[Start of section]
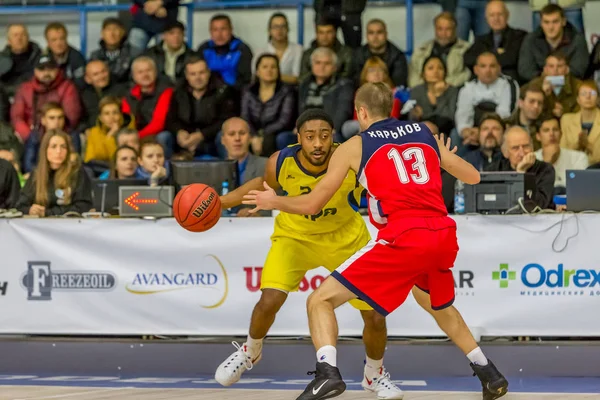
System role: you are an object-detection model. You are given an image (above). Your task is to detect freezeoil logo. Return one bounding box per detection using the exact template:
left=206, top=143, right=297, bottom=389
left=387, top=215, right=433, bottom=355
left=21, top=261, right=116, bottom=301
left=493, top=263, right=600, bottom=297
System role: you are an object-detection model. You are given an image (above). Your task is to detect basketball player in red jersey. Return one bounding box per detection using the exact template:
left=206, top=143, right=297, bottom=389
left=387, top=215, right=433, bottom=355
left=244, top=82, right=509, bottom=400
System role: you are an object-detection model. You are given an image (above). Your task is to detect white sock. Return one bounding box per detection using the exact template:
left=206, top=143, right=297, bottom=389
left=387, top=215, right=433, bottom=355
left=245, top=336, right=263, bottom=358
left=466, top=347, right=488, bottom=366
left=364, top=355, right=383, bottom=379
left=316, top=345, right=337, bottom=367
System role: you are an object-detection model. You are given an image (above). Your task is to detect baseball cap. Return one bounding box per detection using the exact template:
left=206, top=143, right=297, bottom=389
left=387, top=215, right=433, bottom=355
left=102, top=17, right=125, bottom=30
left=36, top=55, right=58, bottom=69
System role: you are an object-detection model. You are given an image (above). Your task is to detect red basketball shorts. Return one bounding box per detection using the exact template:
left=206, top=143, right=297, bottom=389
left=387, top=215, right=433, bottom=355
left=331, top=216, right=459, bottom=316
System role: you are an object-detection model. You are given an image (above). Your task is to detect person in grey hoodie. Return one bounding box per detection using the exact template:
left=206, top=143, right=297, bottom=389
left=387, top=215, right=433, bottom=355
left=455, top=52, right=518, bottom=146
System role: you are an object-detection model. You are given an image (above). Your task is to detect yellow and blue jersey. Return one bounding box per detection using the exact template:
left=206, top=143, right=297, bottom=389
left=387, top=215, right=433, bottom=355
left=273, top=144, right=365, bottom=236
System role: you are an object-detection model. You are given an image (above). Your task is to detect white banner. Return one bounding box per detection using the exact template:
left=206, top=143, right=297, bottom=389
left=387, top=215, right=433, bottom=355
left=0, top=214, right=599, bottom=336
[End of section]
◆ Work required
With "jersey" as the string to find, copy every line of the records that holds it.

◆ Output
System role: you are an object-detection model. You are given an image (above). Your task is to detect basketball player in red jersey. Return one bounding box per detection using the exact template:
System role: you are an object-detection model. You are given an image (above). Your task is to detect yellow and blue jersey. Return one bounding box per detection using the exact template:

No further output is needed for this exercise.